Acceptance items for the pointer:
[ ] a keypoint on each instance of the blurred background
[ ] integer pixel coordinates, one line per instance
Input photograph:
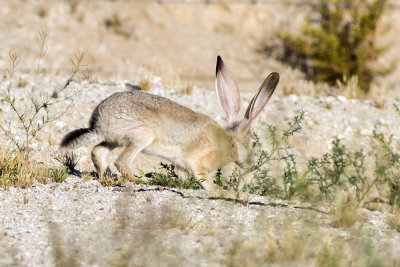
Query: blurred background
(179, 41)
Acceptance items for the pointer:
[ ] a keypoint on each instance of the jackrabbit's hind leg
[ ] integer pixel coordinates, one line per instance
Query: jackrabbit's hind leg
(99, 157)
(132, 149)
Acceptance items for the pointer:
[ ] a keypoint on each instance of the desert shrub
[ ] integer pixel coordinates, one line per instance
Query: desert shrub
(283, 184)
(169, 178)
(39, 109)
(387, 169)
(16, 170)
(341, 45)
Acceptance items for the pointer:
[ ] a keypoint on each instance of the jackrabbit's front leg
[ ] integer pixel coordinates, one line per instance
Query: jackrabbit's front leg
(132, 149)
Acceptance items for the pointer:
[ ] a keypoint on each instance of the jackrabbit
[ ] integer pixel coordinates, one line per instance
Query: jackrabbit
(154, 125)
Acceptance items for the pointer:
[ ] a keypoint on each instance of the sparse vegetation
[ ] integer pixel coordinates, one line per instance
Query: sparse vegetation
(16, 170)
(169, 178)
(39, 112)
(341, 44)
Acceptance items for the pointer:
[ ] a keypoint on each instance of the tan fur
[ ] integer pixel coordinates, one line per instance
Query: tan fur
(153, 125)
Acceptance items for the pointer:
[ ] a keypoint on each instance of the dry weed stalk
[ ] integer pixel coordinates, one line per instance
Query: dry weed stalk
(39, 112)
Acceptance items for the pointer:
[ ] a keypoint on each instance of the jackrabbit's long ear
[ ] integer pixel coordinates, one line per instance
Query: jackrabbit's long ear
(259, 100)
(227, 91)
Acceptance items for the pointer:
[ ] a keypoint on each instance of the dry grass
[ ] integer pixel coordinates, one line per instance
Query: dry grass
(16, 170)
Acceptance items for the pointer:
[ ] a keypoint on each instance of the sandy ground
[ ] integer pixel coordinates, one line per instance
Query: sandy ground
(170, 46)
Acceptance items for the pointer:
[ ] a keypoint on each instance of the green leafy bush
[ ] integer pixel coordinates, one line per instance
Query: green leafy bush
(341, 45)
(287, 183)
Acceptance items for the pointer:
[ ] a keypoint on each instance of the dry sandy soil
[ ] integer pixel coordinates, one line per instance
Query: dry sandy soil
(172, 46)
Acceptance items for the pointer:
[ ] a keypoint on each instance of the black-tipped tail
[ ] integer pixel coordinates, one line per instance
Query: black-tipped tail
(79, 137)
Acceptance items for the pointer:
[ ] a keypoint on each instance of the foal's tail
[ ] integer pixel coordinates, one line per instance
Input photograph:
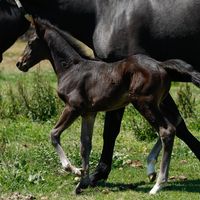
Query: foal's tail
(181, 71)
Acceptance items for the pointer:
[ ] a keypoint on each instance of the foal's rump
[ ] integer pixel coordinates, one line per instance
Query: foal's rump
(180, 71)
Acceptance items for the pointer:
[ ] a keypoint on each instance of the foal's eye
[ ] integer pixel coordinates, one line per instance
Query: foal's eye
(63, 63)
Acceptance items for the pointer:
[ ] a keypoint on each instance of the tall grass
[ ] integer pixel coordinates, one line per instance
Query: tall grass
(36, 101)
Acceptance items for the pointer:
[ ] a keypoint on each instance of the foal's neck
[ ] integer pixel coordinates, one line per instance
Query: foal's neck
(63, 56)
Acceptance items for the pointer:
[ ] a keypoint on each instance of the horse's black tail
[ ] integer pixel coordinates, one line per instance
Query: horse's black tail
(180, 71)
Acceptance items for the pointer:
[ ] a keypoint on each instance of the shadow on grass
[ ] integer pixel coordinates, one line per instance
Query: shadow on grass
(192, 186)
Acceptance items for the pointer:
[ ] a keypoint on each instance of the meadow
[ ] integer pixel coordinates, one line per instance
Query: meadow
(30, 168)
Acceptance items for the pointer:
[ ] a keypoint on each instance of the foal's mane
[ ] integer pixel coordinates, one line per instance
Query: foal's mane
(73, 42)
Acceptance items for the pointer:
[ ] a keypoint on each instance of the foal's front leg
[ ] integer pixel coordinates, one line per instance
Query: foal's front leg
(86, 146)
(66, 119)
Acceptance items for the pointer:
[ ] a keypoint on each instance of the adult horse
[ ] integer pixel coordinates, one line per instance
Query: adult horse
(116, 29)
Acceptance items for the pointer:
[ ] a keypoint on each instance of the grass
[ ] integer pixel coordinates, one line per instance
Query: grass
(29, 166)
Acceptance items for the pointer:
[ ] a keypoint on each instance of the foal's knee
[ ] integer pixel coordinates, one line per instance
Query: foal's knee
(55, 139)
(167, 134)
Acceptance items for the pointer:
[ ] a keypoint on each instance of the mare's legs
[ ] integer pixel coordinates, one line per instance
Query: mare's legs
(181, 132)
(164, 123)
(111, 130)
(66, 119)
(86, 146)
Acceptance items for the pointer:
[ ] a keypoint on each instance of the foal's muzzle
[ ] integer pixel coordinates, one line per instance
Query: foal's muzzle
(21, 65)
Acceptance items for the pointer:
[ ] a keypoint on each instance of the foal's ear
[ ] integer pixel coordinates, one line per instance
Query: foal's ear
(39, 28)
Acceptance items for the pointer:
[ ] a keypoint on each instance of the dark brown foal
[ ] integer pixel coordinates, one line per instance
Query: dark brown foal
(90, 86)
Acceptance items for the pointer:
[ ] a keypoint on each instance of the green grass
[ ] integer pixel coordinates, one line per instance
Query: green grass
(30, 166)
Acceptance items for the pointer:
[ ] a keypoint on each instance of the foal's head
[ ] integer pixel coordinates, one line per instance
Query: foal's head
(34, 52)
(49, 43)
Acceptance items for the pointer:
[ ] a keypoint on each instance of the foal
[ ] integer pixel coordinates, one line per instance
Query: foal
(90, 86)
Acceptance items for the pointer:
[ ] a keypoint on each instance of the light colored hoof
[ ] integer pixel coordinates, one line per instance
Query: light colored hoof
(152, 177)
(78, 189)
(156, 188)
(77, 171)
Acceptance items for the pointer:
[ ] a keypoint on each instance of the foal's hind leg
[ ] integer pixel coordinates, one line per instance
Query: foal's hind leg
(182, 131)
(66, 119)
(86, 146)
(152, 159)
(111, 130)
(160, 122)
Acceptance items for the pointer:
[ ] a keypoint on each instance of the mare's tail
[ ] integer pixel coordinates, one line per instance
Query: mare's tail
(181, 71)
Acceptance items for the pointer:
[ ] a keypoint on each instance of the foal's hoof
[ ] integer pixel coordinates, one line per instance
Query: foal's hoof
(82, 185)
(152, 177)
(101, 173)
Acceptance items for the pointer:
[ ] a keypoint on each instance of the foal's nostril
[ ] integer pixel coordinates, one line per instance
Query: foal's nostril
(18, 64)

INSTRUCTIONS FOR THE TASK => Excluding the pictures, reproduce every entry exactly as given.

CORRECT RESULT =>
Acceptance items for the pointer:
[ ] a keypoint on each instance of the blurred background
[ ] integer pixel coordinates, one line per instance
Input photograph:
Query: blurred background
(179, 41)
Acceptance items for the pointer:
[ ] a keypoint on each instance of the jackrabbit's hind leg
[ ] integer pixel coordinates, one line per instance
Query: jackrabbit's hind leg
(99, 157)
(132, 149)
Acceptance items for the pointer:
[ ] a keypoint on each instance of the desert shrub
[ ] integer pixel coordinates, one line per instance
Query: desert shrub
(283, 184)
(169, 178)
(39, 109)
(387, 169)
(16, 170)
(341, 45)
Acceptance items for the pointer:
[ ] a keypoint on each instance of the jackrabbit's front leg
[ ] integer pixel coordinates, one line per instance
Query: jackrabbit's front leg
(132, 149)
Acceptance items for the pointer:
[ ] a keypoint on each instance of the jackrabbit
[ ] integer pixel coordinates, one line per instance
Query: jackrabbit
(154, 125)
Acceptance items for the pointer:
[ ] a keypoint on each instance of the sparse vegetation
[ ] integer pixel coordinates, one line per instance
Query: sparse vegetation
(16, 170)
(169, 178)
(39, 112)
(341, 44)
Acceptance items for the pointer:
[ ] a keypoint on each instance of the tan fur
[ ] integer pixel coordinates, one line per instance
Query: tan fur
(153, 125)
Acceptance items for the pointer:
[ ] a keypoint on each instance of the dry weed stalk
[ ] integer pixel coordinates, one line per instance
Query: dry weed stalk
(39, 112)
Acceptance items for the pointer:
[ ] a keypoint on each instance of the jackrabbit's long ear
[ ] integer pixel coordinates, one line per instance
Query: jackrabbit's long ear
(259, 100)
(227, 91)
Acceptance items for the pointer:
[ ] a keypoint on each instance of the dry grass
[ ] integer pixel coordinates, one line per instance
Query: dry grass
(16, 170)
Acceptance items for the pointer:
[ ] a keypoint on each instance of the sandy ground
[ ] integer pixel coordinates, one line per instance
Query: sandy ground
(170, 46)
Acceptance items for the pointer:
[ ] a keypoint on each instance of the green leafy bush
[ ] integer pixel coordinates, one line per instance
Query: green leafy bush
(341, 45)
(287, 183)
Acceptance items for the pointer:
[ ] a keypoint on each instance of the dry sandy soil
[ ] integer pixel coordinates, one line per instance
Query: dry sandy soil
(172, 46)
Acceptance items for the pointer:
[ ] a keypoint on each instance of the black-tipped tail
[ ] integer pixel coordinates, one line per instance
Query: black-tipped tail
(79, 137)
Acceptance items for the pointer:
[ ] a keypoint on each instance of the foal's tail
[ ] integer pixel coordinates, one line per instance
Input photograph:
Query: foal's tail
(181, 71)
Acceptance items for the pointer:
[ ] a keypoint on each instance of the foal's rump
[ ] integer pixel coordinates, one line per instance
Query: foal's rump
(180, 71)
Acceptance items for the pointer:
[ ] a keypoint on each instance of the foal's eye
[ ] integer pixel coordinates, one line per instance
Query: foal's eye
(63, 63)
Acceptance items for the pointer:
[ ] a keypoint on each instance of the tall grass
[ ] integer pixel coordinates, one line per instance
Query: tall grass
(36, 101)
Acceptance items for the pointer:
[ ] a keypoint on each instance of the foal's neck
[ ] integer pixel coordinates, one line per instance
Query: foal's neck
(63, 56)
Acceptance items for the pointer:
[ ] a keypoint on each instance of the horse's black tail
[ ] integer pixel coordinates, one line per instance
Query: horse's black tail
(180, 71)
Acceptance items for the pointer:
[ ] a keypoint on each instance of the shadow on grass
[ ] integer pixel coordinates, one line per instance
Query: shadow on grass
(192, 186)
Acceptance items for the pointer:
[ ] a keypoint on each instance of the meadow
[ ] integer pixel coordinates, one line per instance
Query: meadow
(30, 168)
Acceptance items for the pointer:
[ ] a keypoint on each instance of the foal's mane
[ ] integer pixel coordinates, one line per instance
Query: foal's mane
(73, 42)
Acceptance items for the pointer:
[ ] a keypoint on each instance of the foal's front leg
[ ] integer pixel coordinates, one line per instance
Query: foal's front leg
(86, 146)
(66, 119)
Acceptance items for the pointer:
[ ] a keypoint on each instance of the adult horse
[ ] integer pixel coordinates, one line per instance
Query: adult horse
(116, 29)
Acceptance items for the pointer:
[ ] a keypoint on each instance of the grass
[ ] integer pixel coordinates, one line per instance
Query: grass
(29, 166)
Acceptance items for the pointer:
[ ] a keypoint on each instance of the foal's knee
[ ] integer pixel coordinates, one line per instance
Query: foal's knee
(55, 139)
(167, 134)
Acceptance items for the pointer:
[ ] a keypoint on each instance of the mare's legs
[ ] integer pixel coordinates, one line per instance
Query: mare's legs
(181, 132)
(164, 123)
(111, 130)
(66, 119)
(86, 146)
Acceptance items for the pointer:
[ ] a keypoint on each instance of the foal's muzzle
[ ] integer pixel coordinates, one line per instance
Query: foal's muzzle
(21, 65)
Acceptance items for the pointer:
[ ] a keypoint on each instance of the foal's ear
[ ] integer pixel coordinates, one line per instance
Query: foal's ear
(39, 28)
Acceptance items for the pointer:
[ ] a keypoint on each instance of the dark brown foal
[ ] integer pixel coordinates, one line per instance
Query: dark brown foal
(90, 86)
Acceptance items for the pointer:
[ ] a keypoint on each instance of the green grass
[ ] integer pixel coordinates, one line per instance
Query: green grass
(30, 166)
Acceptance items for the pointer:
[ ] a keypoint on each instance of the foal's head
[ ] integer pixel coordinates, one line per instance
Query: foal's head
(34, 52)
(49, 43)
Acceptance items for the pointer:
[ ] a keypoint on each instance of the foal
[ ] integer pixel coordinates, one line per instance
Query: foal
(90, 86)
Acceptance items for the pointer:
[ ] a keypoint on each instance of the light colored hoof
[ ] integer pixel coordinates, one line per instance
Query: light colored hoof
(152, 177)
(78, 189)
(156, 188)
(77, 171)
Acceptance items for the pointer:
[ ] a keypoint on each instance of the foal's hind leg
[ ] integer pixel coordinates, one line per instance
Query: foal's hind leg
(182, 131)
(66, 119)
(86, 146)
(152, 159)
(111, 130)
(160, 122)
Acceptance items for the pointer:
[ ] a keypoint on each instance of the mare's tail
[ ] integer pixel coordinates, one line per instance
Query: mare's tail
(181, 71)
Acceptance items for the pointer:
[ ] a keypoint on each instance of the foal's hoof
[ ] integer pixel coordinates, one line per instance
Query: foal's hoof
(82, 185)
(152, 177)
(101, 173)
Acceptance items for the pointer:
[ ] a keypoint on each instance of the foal's nostril
[ ] integer pixel coordinates, one line per instance
Query: foal's nostril
(18, 64)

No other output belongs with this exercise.